[Extracted records]

════════════════════

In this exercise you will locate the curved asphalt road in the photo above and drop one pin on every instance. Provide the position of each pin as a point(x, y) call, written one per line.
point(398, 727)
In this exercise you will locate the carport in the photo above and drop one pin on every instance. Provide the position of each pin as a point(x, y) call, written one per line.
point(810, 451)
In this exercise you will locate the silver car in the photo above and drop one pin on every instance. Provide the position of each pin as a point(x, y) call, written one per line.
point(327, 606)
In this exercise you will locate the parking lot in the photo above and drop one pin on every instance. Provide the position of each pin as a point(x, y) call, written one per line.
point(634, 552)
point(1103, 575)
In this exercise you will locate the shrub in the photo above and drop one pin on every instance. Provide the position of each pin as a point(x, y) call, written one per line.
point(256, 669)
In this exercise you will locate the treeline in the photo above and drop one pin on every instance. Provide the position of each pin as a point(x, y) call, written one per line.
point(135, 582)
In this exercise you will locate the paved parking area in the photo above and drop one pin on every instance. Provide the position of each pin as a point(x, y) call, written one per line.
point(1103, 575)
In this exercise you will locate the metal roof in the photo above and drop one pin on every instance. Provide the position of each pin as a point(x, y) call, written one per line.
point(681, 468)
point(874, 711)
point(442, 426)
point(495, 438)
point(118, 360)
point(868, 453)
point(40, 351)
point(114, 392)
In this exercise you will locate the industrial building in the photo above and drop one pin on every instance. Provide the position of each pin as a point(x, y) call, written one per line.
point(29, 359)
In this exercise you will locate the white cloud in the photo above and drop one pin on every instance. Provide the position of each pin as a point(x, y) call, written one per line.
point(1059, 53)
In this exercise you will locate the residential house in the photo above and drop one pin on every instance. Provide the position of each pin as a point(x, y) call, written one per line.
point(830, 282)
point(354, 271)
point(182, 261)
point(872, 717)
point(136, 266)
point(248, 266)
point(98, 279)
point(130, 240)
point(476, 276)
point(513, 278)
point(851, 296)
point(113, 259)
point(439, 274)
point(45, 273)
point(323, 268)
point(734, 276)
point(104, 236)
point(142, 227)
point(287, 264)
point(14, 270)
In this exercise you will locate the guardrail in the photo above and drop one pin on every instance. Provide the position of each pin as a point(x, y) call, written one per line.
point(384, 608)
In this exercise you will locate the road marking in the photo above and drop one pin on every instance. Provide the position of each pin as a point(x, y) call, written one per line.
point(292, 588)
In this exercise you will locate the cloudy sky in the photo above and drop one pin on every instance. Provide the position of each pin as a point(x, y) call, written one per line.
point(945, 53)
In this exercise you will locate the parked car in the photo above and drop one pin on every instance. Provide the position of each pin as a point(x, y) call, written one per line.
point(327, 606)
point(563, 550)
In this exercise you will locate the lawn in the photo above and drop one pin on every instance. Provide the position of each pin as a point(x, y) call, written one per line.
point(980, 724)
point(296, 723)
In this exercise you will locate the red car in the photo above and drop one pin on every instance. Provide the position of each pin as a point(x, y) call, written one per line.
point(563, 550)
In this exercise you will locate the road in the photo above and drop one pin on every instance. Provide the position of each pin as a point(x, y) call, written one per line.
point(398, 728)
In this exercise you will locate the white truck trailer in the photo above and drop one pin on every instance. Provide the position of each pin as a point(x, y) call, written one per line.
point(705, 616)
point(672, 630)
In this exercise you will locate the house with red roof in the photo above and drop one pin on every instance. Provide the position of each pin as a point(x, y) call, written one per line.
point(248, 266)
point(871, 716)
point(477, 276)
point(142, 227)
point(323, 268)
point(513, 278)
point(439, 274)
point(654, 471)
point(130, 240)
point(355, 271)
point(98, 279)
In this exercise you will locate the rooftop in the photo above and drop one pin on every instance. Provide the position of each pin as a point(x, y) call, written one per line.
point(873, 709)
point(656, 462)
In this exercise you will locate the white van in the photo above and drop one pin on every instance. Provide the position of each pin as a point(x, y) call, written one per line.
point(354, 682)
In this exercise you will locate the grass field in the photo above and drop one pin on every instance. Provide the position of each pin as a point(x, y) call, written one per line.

════════════════════

_Exercise brief_
Rewrite the listing with "photo" swapped for "image" in every line where it appears, keeping all other text unchanged.

_Written solution_
In this exercise you will locate the curved asphalt road in the image above and drop one pin on every instance. Provide the position of each pin as a point(x, y) call, written one per line.
point(398, 727)
In this exercise you will locate the carport in the image above and drop one pin on every instance. Provide the position of each pin as a point(x, y) call, written one per line.
point(810, 451)
In this exercise you will locate the silver car in the image above and drop one pin on every instance. Provide the position of each pin as a point(x, y) call, written one per line.
point(327, 606)
In this exercise you will locate the parking lot in the image above and drop one pin on every instance. Provide the position of each pin as a point(x, y) call, written one per line.
point(634, 552)
point(1103, 575)
In this exercise you will locate the shrub in the image above and drop one pin on every instance. Provide the position of each pin as a point(x, y) call, written one per line.
point(256, 669)
In this exercise you will locate the treeline in the image above and drop one pin on every instance. Provide the position of each pin as a point(x, y) call, written one per line.
point(135, 582)
In this exercise you will locate the paved parking area in the image above and drop one pin on every instance. Provide the position of each pin as a point(x, y) call, written one per line.
point(1103, 575)
In this exercise you will locate the metal roof in the image above and drop one pin on every instance. Provide the position of each pin as a point(x, y) call, written one per line.
point(681, 468)
point(874, 711)
point(442, 426)
point(495, 438)
point(118, 360)
point(868, 453)
point(40, 351)
point(114, 392)
In this exercise you will locate the industrial building in the image above and drop one pin on every instance. Provide the position of each pin as a point(x, y) call, written one per line.
point(29, 359)
In this exercise you will locate the white cloud in the image above and drop one pin on every instance. Provide the position of each pin as a point(x, y) call, written one per line.
point(1059, 53)
In this exercise you will locate the residential house in the image above and drop one pin on every instance. Provide the position of each pin as a point(x, y) call, written one per line.
point(830, 282)
point(354, 271)
point(182, 261)
point(872, 717)
point(136, 266)
point(248, 266)
point(98, 279)
point(130, 240)
point(476, 276)
point(513, 278)
point(851, 296)
point(113, 259)
point(439, 274)
point(45, 273)
point(323, 268)
point(734, 276)
point(104, 236)
point(142, 227)
point(287, 264)
point(14, 270)
In this exercise you will locate the guardrail in the image above and drop one pin on every instance. Provide the position of each pin as a point(x, y) call, written one per line.
point(384, 608)
In this exercise you will locate the road marking in the image above and drop one pin on every instance. Provide the position of each pin as a point(x, y) call, written one per line.
point(292, 588)
In this exercise you will locate the cloudy sky in the image above and drop one pin on every instance. Provide the position of each pin as a point(x, y) call, written one per line.
point(945, 53)
In this exercise you will locate the parked car in the image above and drop one pin on every instance. Provide the position of each pin as a point(x, y) call, written one per line.
point(327, 606)
point(563, 550)
In this exercise you will locate the lawn in the image above and drop one pin on every instance. Provide the position of each pin as a point(x, y) call, written one per line.
point(980, 724)
point(296, 723)
In this exercise you will locate the red car in the image above and drop one pin on every instance. Provide the position of each pin as a point(x, y) call, written one per line.
point(563, 550)
In this exercise you will locate the road in the image above and drop one pin on every instance. Provide the position of each pin as a point(x, y) call, written one per line.
point(398, 728)
In this exercise you will locate the white truck trailer in the image above and drop one pin on every instance. Provide the position of each pin as a point(x, y) call, written one per line.
point(705, 616)
point(672, 630)
In this exercise you will locate the house with red roof in the image above and drop one pin on every instance. Provide the position of each pin as a point(x, y) call, written one per line.
point(248, 266)
point(871, 716)
point(477, 276)
point(142, 227)
point(323, 268)
point(513, 278)
point(439, 274)
point(654, 471)
point(130, 240)
point(355, 271)
point(98, 279)
In this exercise you will locate the rooftop in the image above and drop one pin on every instance. Provide the position of each pin as a point(x, y) call, written one per line.
point(873, 709)
point(656, 462)
In this exercise you will locate the white van in the image above and drop one pin on every instance. Provide the position of each pin as a point(x, y) call, written one per line.
point(354, 682)
In this exercise you will locate the grass field in the image above and drop one pin on every instance. Provide the position of each pin as a point(x, y) call, written one per line.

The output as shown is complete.